■ Problem requirements: If a record holds a picture, drop the picture and return the rest of the record word for word.

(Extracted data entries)
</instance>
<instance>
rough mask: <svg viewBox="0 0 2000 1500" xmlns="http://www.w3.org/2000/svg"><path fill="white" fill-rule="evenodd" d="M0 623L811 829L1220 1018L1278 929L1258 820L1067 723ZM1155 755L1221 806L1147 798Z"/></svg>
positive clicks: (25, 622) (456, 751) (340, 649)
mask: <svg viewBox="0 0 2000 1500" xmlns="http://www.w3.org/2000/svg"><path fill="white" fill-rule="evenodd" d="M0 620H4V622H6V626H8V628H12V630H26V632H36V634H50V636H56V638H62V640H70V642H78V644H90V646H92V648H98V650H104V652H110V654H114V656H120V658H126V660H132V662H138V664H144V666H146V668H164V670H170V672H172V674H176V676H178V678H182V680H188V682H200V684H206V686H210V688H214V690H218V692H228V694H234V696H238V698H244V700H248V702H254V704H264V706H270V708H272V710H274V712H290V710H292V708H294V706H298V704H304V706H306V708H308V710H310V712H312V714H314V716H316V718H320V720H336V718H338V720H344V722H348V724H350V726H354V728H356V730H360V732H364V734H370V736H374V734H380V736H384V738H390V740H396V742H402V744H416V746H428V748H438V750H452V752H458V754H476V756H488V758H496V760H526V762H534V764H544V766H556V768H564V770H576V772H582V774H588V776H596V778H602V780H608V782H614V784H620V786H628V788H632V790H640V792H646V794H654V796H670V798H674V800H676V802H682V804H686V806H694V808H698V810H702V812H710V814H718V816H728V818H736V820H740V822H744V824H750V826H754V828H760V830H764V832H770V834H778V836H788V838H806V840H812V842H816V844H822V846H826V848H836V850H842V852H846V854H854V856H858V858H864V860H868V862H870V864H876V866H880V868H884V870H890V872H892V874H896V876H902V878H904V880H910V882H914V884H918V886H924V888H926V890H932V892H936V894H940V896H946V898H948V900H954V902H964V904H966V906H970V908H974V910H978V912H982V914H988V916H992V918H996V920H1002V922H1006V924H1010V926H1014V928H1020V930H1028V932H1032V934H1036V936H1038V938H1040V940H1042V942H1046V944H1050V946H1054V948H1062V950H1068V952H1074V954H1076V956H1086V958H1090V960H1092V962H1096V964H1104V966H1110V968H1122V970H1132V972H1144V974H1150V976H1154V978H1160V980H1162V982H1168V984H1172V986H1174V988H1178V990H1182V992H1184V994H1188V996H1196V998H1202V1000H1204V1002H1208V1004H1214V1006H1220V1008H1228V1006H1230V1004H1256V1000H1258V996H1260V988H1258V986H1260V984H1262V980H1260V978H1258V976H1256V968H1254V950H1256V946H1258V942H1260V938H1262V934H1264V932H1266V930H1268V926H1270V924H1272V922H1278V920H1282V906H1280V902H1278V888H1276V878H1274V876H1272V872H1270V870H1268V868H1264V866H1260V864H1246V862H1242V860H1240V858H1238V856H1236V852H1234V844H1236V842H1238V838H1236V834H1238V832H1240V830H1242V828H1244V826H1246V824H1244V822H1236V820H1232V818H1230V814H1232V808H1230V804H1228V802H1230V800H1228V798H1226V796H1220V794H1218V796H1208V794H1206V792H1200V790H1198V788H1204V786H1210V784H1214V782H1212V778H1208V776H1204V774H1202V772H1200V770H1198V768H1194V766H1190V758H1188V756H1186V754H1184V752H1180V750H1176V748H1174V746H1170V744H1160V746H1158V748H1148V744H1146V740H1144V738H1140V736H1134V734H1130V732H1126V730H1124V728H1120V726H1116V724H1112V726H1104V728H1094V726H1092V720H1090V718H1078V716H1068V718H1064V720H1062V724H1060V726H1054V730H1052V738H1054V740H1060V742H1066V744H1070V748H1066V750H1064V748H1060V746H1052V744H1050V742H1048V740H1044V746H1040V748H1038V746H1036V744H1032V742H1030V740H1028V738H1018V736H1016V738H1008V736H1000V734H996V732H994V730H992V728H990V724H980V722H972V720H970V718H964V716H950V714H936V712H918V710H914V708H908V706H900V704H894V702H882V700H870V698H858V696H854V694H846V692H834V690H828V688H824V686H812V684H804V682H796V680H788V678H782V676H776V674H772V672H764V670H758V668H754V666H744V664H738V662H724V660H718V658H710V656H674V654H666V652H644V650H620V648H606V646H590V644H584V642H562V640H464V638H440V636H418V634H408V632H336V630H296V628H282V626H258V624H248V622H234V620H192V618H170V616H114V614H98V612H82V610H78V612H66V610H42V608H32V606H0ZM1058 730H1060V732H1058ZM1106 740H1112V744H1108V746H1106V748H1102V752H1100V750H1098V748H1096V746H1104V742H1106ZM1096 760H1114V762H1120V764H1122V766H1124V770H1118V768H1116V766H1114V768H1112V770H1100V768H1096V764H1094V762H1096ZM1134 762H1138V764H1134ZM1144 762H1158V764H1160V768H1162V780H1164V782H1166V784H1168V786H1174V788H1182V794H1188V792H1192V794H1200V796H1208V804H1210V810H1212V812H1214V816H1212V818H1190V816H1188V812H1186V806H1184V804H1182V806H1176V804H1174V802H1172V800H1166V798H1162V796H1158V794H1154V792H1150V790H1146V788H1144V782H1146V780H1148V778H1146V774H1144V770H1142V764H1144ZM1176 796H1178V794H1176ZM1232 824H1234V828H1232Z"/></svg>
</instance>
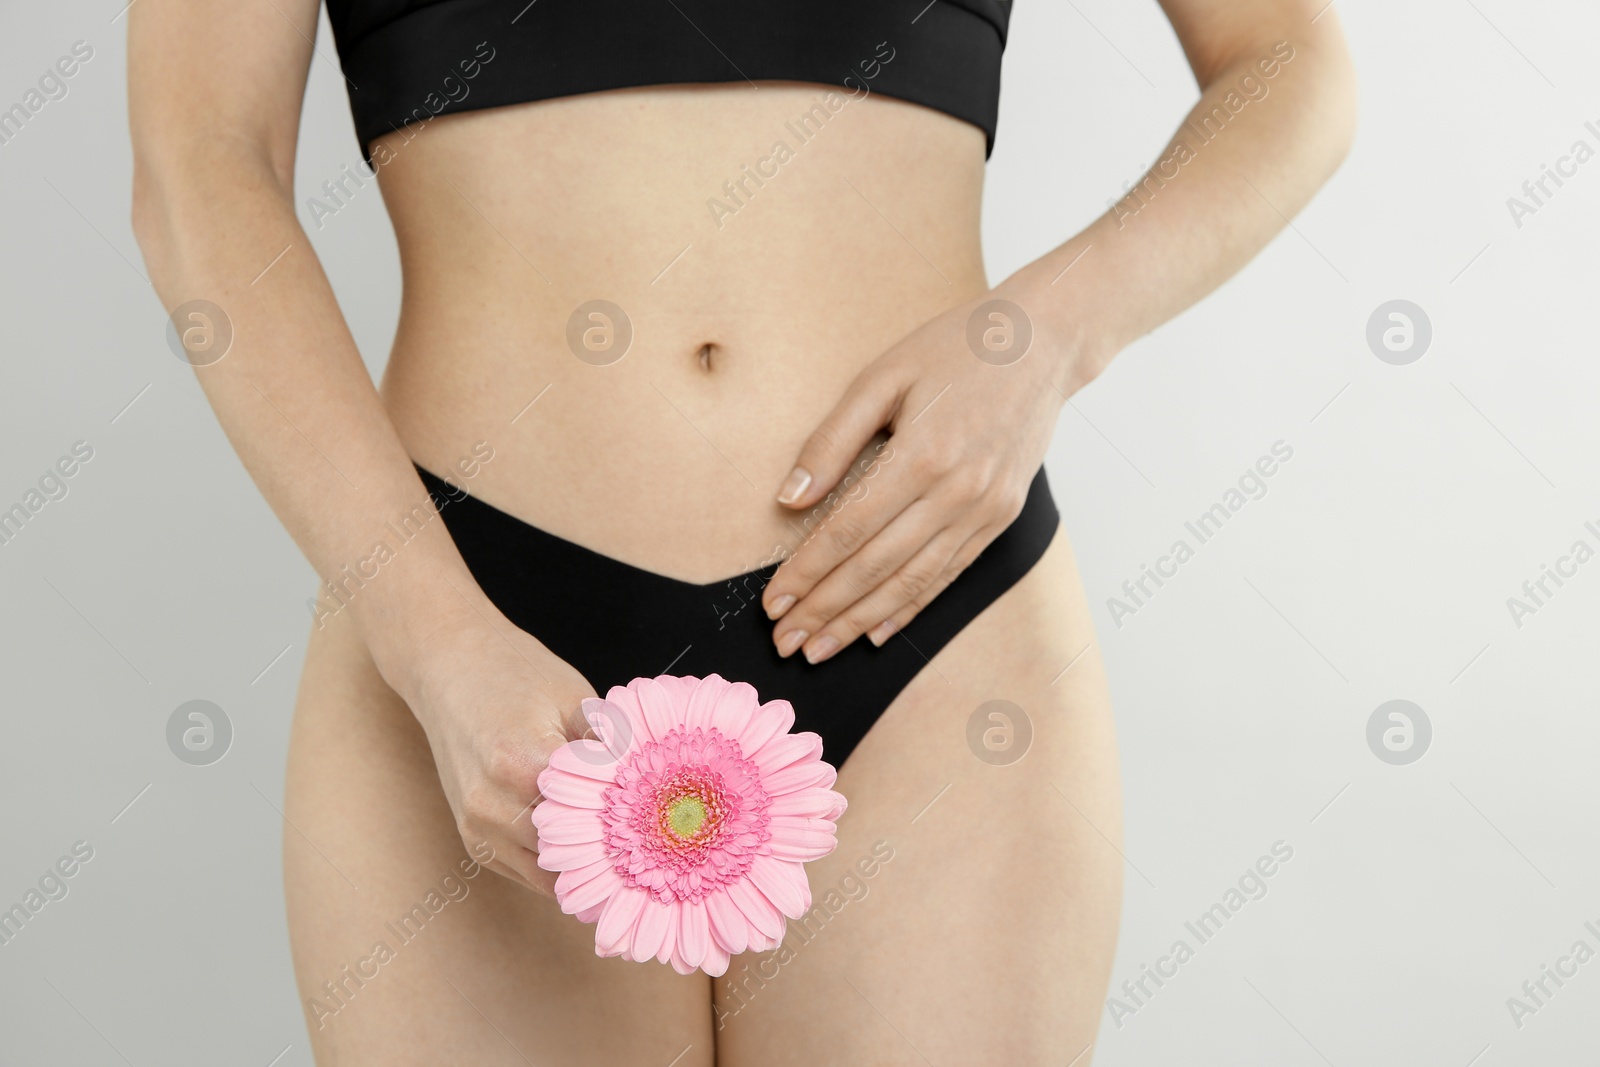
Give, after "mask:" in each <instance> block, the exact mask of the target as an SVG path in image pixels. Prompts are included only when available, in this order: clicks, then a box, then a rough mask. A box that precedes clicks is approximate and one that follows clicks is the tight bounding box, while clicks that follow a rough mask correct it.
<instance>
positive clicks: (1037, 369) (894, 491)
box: [762, 0, 1355, 662]
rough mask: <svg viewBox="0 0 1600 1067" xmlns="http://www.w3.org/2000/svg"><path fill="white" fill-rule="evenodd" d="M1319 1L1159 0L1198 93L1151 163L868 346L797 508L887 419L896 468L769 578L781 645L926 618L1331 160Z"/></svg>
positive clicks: (793, 497)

■ Finished task:
</instance>
<instance>
rough mask: <svg viewBox="0 0 2000 1500" xmlns="http://www.w3.org/2000/svg"><path fill="white" fill-rule="evenodd" d="M0 623L811 829L1220 1018L1278 929L1258 820L1067 723ZM1155 755L1221 806L1147 798Z"/></svg>
positive clicks: (25, 622) (456, 751) (340, 649)
mask: <svg viewBox="0 0 2000 1500" xmlns="http://www.w3.org/2000/svg"><path fill="white" fill-rule="evenodd" d="M0 620H4V622H6V626H8V628H12V630H26V632H36V634H50V636H56V638H62V640H70V642H78V644H90V646H92V648H98V650H104V652H110V654H114V656H120V658H126V660H132V662H138V664H144V666H146V668H164V670H170V672H172V674H176V676H178V678H182V680H188V682H200V684H206V686H210V688H214V690H218V692H228V694H234V696H238V698H244V700H248V702H254V704H264V706H270V708H272V710H274V712H290V710H292V708H294V706H298V704H304V706H306V708H308V710H310V712H312V714H314V716H316V718H320V720H336V718H338V720H344V722H348V724H350V726H354V728H356V730H360V732H364V734H370V736H374V734H380V736H384V738H390V740H396V742H402V744H416V746H428V748H438V750H452V752H458V754H476V756H488V758H496V760H526V762H534V764H544V766H556V768H564V770H576V772H582V774H588V776H596V778H602V780H608V782H614V784H620V786H628V788H632V790H640V792H646V794H654V796H670V798H674V800H676V802H682V804H686V806H694V808H698V810H702V812H710V814H718V816H728V818H736V820H740V822H744V824H750V826H754V828H760V830H764V832H770V834H778V836H788V838H806V840H812V842H816V844H822V846H826V848H836V850H842V852H846V854H854V856H858V858H864V860H868V862H870V864H876V866H880V868H884V870H890V872H892V874H896V876H902V878H904V880H910V882H914V884H918V886H924V888H926V890H932V892H936V894H940V896H946V898H948V900H954V902H964V904H966V906H970V908H974V910H978V912H982V914H988V916H992V918H996V920H1002V922H1006V924H1010V926H1014V928H1020V930H1028V932H1032V934H1036V936H1038V938H1040V940H1042V942H1046V944H1050V946H1054V948H1062V950H1068V952H1074V954H1076V956H1086V958H1090V960H1092V962H1096V964H1104V966H1110V968H1122V970H1132V972H1144V974H1150V976H1154V978H1160V980H1162V982H1168V984H1172V986H1174V988H1178V990H1182V992H1184V994H1188V996H1196V998H1202V1000H1204V1002H1208V1004H1214V1006H1220V1008H1228V1006H1230V1004H1256V1000H1258V996H1260V988H1258V986H1260V984H1262V980H1260V978H1258V976H1256V968H1254V950H1256V946H1258V942H1260V938H1262V934H1264V932H1266V930H1268V926H1270V924H1272V922H1278V920H1282V906H1280V902H1278V888H1276V878H1274V876H1272V872H1270V870H1268V868H1264V866H1260V864H1246V862H1242V860H1240V858H1238V856H1236V852H1234V844H1236V842H1238V838H1236V834H1238V832H1240V830H1242V828H1244V826H1246V824H1244V822H1236V820H1232V818H1230V814H1232V808H1230V804H1228V802H1230V800H1228V798H1226V796H1220V794H1218V796H1208V794H1206V792H1200V790H1198V788H1204V786H1210V784H1214V782H1212V778H1208V776H1204V774H1202V772H1200V770H1198V768H1194V766H1190V758H1188V756H1186V754H1184V752H1180V750H1176V748H1174V746H1170V744H1160V746H1158V748H1148V744H1146V740H1144V738H1140V736H1134V734H1130V732H1126V730H1124V728H1120V726H1116V724H1112V726H1104V728H1094V726H1092V720H1090V718H1078V716H1068V718H1064V720H1062V724H1060V726H1054V730H1052V738H1054V740H1060V742H1066V744H1070V748H1066V750H1064V748H1060V746H1052V744H1050V742H1048V740H1044V746H1040V748H1038V746H1036V744H1032V742H1030V740H1028V738H1018V736H1016V738H1008V736H1000V734H996V732H994V730H992V728H990V724H980V722H972V720H970V718H964V716H950V714H936V712H918V710H914V708H908V706H900V704H894V702H882V700H870V698H858V696H854V694H846V692H834V690H828V688H824V686H812V684H804V682H796V680H788V678H782V676H776V674H772V672H764V670H758V668H754V666H744V664H738V662H724V660H718V658H710V656H674V654H666V652H644V650H620V648H606V646H590V644H584V642H562V640H464V638H440V636H418V634H408V632H336V630H296V628H282V626H258V624H248V622H234V620H192V618H170V616H114V614H98V612H82V610H78V612H66V610H42V608H32V606H0ZM1058 730H1060V732H1058ZM1106 740H1112V744H1108V746H1106V748H1102V752H1100V750H1098V748H1096V746H1104V742H1106ZM1096 760H1114V762H1120V764H1122V766H1124V770H1118V768H1116V766H1114V768H1112V770H1100V768H1096V764H1094V762H1096ZM1134 762H1138V764H1134ZM1144 762H1158V764H1160V768H1162V780H1164V782H1166V784H1168V786H1174V788H1182V794H1188V792H1192V794H1200V796H1208V804H1210V810H1212V812H1214V816H1212V818H1190V816H1188V812H1186V806H1184V804H1182V806H1176V804H1174V802H1172V800H1166V798H1162V796H1158V794H1154V792H1150V790H1146V788H1144V782H1146V780H1148V778H1146V774H1144V770H1142V764H1144ZM1176 796H1178V794H1176ZM1232 824H1234V828H1232Z"/></svg>
</instance>
Give, after "mask:" in each <instance> block, the exact mask of the target as an SVG path in image pixels. Prompts are included only when available, in this order: clicks, then a box, then a rough mask. A box that precedes clicks is approximate and one that follows clicks is the tight bounding box, while clicks that follow a rough mask correct it.
<instance>
positive clicks: (1037, 369) (894, 491)
box: [762, 0, 1355, 662]
rough mask: <svg viewBox="0 0 1600 1067" xmlns="http://www.w3.org/2000/svg"><path fill="white" fill-rule="evenodd" d="M1319 1L1159 0L1198 93L1151 163L868 346L797 508L887 419L896 468L769 578L781 645L926 618L1331 160Z"/></svg>
positive clicks: (793, 497)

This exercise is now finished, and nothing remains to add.